**EXERCISE BRIEF:** Continue the notes on children's helping and prosocial behavior from where they stop, keeping the same short note style.

**PROVIDED PASSAGE:**
▽
Children took part in a study where they helped out an adult who responded…
a) giving them a reward
b) praising them
c) neutrally
In the 2nd phase, children were again given the opportunity to help but were given no reward
Children in material reward condition less likely to help in the 2nd phase
Suggests that early helping behaviours are intrinsically motivated
Prosocial behaviour in school
Preschoolers exposed to prosocial peers at the start of the school year found to be more prosocial themselves by the end of the year (Fabes et al, 2002)
Some evidence that children choose to play with children that are about as prosocial as they are, resulting in reinforcement
Peer support systems have been shown to be successful in the UK
Cultural influences (Whiting & Whiting, 1975)
△
**MATERIAL PROVIDED:**
▽
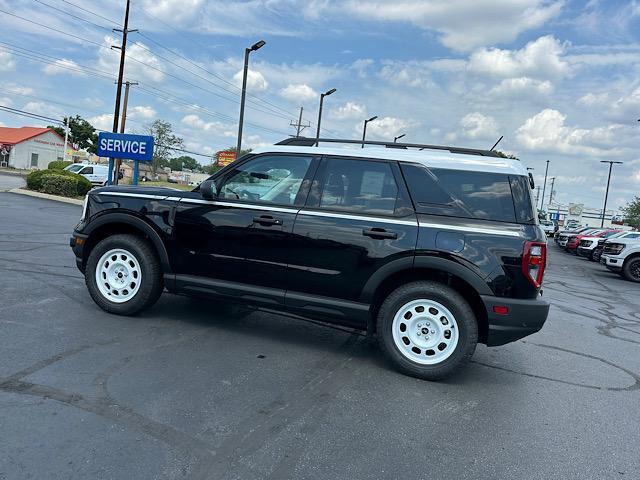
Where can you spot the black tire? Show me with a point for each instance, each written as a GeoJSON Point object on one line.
{"type": "Point", "coordinates": [151, 285]}
{"type": "Point", "coordinates": [451, 300]}
{"type": "Point", "coordinates": [631, 269]}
△
**YOUR RESPONSE:**
Observed children 3 - 11 in 6 countries
Found children from Kenya, Mexico and the Philippines acted more prosocially than those from Japan, India and USA
Cultures where mothers delegated household chores to younger children encouraged more prosocial development whereas those that valued individual success fostered competitiveness
The challenge of altruism
Natural selection tells us that species evolve because genetic mutations give rise to different traits, and traits that benefit survival will spread
If only mutations that aid survival of the phenotype will spread, how could a mutation resulting in behaviours that benefit others at a cost to oneself propagate?
Kin selection
We help others who share genetic material with
Predicts that we should be more likely to aid close relatives
Doesn’t explain why we help unrelated friends and strangers
Reciprocity
Around 3 years, children start to become more discerning about who should benefit from their acts of kindness
Children think people should prefer to share resources with…
- Family and friends
- People who have shared with them (reciprocity)
- People who have shared with others (indirect reciprocity)
Sensitivity to reciprocity is one way to explain the evolutionary origins of co-operation
(Olson & Spelke, 2008)
Group selection
Altruistic behaviours spread because they benefit the group as a whole
Most biologists have railed against group selection arguments since the 1960s
Difficult to explain exactly how it works
The selfish gene
The fundamental unit of selection, and therefore of self interest, is not species, or the group, or even strictly the individual. It is the gene, the unit of heredity.